------ Provided material
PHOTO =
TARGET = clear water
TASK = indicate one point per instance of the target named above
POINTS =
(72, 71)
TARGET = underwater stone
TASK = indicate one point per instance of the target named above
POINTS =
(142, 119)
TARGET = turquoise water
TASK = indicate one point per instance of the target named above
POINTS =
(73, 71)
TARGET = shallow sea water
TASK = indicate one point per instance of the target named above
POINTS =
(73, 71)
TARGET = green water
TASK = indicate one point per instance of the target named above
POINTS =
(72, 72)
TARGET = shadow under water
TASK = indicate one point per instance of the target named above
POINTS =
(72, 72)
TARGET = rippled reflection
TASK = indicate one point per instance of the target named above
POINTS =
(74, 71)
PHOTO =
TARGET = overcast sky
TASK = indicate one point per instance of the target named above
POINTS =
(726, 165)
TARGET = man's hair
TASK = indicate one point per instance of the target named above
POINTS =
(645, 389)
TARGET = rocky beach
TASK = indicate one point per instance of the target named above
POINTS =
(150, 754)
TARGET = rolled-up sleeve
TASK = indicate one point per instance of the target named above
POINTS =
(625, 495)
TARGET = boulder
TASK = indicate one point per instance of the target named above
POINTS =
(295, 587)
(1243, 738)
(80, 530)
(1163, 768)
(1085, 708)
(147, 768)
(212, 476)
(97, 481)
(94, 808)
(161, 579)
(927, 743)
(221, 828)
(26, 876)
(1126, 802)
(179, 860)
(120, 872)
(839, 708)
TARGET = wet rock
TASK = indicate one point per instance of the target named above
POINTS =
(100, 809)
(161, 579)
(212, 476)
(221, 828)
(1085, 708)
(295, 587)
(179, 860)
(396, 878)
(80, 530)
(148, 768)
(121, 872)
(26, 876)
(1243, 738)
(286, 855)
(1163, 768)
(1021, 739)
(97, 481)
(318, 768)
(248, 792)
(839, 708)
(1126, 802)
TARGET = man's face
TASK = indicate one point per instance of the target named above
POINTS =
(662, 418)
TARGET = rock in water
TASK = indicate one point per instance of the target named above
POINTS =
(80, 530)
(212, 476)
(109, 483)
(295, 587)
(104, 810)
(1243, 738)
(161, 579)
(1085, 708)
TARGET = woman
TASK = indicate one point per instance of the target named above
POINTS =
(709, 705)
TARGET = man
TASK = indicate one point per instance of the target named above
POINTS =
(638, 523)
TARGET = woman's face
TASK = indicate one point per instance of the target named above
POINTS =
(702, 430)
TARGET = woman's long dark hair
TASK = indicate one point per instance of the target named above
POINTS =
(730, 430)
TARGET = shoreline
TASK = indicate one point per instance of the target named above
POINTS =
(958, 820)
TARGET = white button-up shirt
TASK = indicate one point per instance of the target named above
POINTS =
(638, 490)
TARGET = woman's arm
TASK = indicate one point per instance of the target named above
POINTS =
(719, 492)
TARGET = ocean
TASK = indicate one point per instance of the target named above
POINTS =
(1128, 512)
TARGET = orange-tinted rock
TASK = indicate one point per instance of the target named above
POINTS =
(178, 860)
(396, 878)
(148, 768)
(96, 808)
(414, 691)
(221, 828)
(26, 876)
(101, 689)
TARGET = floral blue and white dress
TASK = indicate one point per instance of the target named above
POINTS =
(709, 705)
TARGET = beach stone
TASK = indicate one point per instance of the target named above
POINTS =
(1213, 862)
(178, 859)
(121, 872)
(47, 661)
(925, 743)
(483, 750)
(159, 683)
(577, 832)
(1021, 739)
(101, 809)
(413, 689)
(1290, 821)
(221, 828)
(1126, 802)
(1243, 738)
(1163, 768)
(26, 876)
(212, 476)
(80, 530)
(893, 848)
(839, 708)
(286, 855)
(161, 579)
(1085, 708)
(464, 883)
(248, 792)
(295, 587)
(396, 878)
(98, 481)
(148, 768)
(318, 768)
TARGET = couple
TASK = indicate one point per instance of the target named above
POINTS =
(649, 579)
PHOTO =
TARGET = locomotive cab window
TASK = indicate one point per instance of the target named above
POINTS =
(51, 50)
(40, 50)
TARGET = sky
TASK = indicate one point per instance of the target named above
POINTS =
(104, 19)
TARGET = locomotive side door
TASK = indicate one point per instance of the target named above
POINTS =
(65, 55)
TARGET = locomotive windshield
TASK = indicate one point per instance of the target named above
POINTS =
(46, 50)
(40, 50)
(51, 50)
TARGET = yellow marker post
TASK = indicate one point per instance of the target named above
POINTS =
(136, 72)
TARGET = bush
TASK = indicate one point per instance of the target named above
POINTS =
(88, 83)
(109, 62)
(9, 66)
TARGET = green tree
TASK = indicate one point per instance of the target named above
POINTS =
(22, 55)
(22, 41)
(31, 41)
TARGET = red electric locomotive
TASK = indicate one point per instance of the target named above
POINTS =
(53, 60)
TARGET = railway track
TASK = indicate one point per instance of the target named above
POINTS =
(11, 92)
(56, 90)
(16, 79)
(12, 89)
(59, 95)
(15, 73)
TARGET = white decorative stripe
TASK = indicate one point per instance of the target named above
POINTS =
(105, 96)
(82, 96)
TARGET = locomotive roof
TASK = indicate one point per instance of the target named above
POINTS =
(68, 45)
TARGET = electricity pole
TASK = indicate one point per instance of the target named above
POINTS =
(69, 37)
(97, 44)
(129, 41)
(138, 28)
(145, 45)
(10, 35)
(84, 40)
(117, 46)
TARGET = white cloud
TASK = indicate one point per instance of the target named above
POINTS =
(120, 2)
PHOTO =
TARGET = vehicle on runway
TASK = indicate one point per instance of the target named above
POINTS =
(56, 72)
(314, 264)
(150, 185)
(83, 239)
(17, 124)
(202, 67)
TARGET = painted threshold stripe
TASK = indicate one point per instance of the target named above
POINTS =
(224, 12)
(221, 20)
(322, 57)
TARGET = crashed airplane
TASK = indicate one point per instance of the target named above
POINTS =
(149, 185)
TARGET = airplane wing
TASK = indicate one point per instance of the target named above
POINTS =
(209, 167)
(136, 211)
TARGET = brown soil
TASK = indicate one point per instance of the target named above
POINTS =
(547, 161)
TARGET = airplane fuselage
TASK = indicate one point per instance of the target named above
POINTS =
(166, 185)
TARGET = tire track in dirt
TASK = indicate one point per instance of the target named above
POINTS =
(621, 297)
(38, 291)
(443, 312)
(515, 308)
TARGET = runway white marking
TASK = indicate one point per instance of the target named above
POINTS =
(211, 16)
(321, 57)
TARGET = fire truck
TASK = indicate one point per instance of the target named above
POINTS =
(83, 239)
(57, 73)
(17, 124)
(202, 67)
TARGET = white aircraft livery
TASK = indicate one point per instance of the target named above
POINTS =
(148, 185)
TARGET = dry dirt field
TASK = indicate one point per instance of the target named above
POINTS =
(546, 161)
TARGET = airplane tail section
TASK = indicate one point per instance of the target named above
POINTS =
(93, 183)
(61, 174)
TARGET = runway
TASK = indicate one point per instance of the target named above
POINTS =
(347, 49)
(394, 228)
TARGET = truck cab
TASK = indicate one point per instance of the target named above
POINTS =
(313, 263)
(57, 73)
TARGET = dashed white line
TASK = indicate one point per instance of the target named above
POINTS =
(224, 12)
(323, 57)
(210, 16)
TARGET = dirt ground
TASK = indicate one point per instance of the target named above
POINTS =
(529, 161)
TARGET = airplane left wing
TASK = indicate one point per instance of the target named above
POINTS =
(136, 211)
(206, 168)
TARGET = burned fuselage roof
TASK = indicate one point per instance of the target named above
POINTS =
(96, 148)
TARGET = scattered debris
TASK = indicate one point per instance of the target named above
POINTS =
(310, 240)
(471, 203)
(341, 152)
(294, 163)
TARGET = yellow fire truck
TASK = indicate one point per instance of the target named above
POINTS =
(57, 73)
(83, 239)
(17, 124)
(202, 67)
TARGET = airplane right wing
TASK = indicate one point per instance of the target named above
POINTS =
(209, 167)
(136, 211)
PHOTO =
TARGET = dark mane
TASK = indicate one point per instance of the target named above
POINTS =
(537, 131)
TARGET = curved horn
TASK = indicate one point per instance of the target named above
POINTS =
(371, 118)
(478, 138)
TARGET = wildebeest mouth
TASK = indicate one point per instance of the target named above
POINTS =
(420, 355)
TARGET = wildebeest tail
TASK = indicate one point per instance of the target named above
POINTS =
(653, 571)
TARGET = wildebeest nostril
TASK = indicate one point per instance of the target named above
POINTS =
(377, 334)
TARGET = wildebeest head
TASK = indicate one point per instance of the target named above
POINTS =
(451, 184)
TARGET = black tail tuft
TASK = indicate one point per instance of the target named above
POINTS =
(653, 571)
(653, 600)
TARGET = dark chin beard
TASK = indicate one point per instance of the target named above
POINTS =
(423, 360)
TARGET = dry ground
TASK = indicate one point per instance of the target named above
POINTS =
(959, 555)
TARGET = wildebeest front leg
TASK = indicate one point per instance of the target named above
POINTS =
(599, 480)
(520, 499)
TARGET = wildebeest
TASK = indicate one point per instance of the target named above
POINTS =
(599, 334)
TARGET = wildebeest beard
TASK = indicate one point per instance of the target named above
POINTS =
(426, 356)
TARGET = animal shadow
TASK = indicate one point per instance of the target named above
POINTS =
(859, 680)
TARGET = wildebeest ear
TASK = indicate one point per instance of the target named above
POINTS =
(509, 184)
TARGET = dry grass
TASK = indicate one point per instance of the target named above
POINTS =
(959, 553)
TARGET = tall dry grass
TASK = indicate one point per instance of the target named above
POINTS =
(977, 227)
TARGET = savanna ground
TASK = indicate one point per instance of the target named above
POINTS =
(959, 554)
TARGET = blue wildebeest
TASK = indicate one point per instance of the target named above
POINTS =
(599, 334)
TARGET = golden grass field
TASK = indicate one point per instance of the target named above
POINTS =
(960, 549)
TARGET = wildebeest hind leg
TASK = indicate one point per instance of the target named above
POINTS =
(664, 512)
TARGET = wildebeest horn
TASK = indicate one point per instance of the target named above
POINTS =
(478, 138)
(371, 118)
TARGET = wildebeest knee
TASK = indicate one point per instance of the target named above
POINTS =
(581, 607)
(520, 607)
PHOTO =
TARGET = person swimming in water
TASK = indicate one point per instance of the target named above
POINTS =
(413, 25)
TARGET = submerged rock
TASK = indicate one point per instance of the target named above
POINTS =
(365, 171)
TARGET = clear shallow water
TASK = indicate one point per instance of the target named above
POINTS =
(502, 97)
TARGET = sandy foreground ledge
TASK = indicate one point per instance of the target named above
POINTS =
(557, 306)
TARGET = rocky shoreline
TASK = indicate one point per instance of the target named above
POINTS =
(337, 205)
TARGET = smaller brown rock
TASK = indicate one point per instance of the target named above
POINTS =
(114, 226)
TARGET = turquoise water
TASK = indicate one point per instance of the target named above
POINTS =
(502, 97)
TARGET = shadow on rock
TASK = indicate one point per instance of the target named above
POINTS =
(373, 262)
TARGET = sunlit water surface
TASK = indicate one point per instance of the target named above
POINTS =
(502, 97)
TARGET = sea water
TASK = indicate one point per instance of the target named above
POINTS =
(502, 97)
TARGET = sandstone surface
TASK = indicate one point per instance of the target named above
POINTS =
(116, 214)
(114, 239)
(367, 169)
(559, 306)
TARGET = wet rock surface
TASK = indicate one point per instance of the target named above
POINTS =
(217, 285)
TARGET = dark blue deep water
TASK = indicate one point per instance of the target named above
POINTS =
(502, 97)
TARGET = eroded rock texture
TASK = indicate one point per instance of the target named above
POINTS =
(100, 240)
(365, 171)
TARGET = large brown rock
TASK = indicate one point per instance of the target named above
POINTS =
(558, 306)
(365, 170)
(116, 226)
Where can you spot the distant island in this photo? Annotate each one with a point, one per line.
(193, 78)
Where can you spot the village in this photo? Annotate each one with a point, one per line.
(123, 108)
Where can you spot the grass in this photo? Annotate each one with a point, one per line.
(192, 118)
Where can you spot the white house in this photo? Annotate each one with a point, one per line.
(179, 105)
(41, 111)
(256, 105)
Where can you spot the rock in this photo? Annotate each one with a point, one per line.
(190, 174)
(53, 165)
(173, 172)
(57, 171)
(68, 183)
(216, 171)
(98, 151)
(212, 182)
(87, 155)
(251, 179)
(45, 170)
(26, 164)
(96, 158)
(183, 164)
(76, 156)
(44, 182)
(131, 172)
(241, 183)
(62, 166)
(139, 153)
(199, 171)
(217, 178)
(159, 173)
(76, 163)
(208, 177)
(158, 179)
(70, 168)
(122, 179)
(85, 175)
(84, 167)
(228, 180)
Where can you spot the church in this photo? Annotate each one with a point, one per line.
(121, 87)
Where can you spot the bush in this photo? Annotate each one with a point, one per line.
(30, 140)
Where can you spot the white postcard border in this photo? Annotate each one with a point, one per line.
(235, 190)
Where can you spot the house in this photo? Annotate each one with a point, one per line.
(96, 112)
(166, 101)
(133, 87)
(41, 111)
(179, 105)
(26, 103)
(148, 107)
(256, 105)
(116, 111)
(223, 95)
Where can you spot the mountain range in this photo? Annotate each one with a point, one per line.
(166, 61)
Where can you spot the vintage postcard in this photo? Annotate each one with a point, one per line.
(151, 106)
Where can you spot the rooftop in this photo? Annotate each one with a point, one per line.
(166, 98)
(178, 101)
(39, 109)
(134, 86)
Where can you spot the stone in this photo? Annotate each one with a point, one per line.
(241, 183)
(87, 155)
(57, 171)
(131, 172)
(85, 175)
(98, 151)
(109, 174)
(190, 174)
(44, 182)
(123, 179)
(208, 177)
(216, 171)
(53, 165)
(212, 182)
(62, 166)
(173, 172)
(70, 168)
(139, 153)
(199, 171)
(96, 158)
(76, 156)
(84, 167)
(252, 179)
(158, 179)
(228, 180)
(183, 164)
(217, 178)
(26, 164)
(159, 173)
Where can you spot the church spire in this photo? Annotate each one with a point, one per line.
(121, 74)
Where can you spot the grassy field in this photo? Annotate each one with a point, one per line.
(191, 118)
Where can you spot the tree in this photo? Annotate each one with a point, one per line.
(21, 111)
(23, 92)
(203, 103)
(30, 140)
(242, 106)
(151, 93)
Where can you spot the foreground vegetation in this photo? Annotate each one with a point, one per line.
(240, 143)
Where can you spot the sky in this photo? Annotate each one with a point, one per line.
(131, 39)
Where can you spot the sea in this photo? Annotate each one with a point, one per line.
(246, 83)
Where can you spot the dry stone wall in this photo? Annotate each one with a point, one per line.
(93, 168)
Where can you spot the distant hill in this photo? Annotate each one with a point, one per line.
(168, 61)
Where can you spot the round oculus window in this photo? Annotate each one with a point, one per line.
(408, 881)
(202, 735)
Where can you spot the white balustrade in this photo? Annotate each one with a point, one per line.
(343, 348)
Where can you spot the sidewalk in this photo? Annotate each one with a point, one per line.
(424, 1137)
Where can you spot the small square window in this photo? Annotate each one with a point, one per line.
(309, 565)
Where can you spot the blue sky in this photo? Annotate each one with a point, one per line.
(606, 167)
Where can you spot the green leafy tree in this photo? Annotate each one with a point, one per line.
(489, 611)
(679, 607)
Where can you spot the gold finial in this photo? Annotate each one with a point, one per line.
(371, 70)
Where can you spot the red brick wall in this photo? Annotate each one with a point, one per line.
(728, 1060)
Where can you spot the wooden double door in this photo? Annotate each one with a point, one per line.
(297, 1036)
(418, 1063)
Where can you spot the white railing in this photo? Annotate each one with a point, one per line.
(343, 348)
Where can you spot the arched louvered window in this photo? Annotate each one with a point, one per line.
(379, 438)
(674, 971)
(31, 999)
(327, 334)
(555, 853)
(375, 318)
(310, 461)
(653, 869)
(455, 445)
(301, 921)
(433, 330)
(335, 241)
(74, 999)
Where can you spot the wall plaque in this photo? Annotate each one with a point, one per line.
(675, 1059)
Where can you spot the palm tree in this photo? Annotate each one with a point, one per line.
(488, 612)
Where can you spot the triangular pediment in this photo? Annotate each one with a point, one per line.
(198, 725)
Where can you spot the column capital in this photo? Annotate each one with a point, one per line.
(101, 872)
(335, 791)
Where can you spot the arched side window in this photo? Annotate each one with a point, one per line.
------------
■ **What you should do**
Write down again, exactly as given, only the lines above that fall from the line with "TARGET = wildebeest beard" to the line with "TARGET = wildebeest ear", inclusive.

■ **Reply**
TARGET = wildebeest beard
TASK = indicate one point per instance of the target named above
POINTS =
(426, 356)
TARGET = animal shadow
TASK = indicate one point per instance of the target named above
POINTS =
(859, 680)
TARGET = wildebeest ear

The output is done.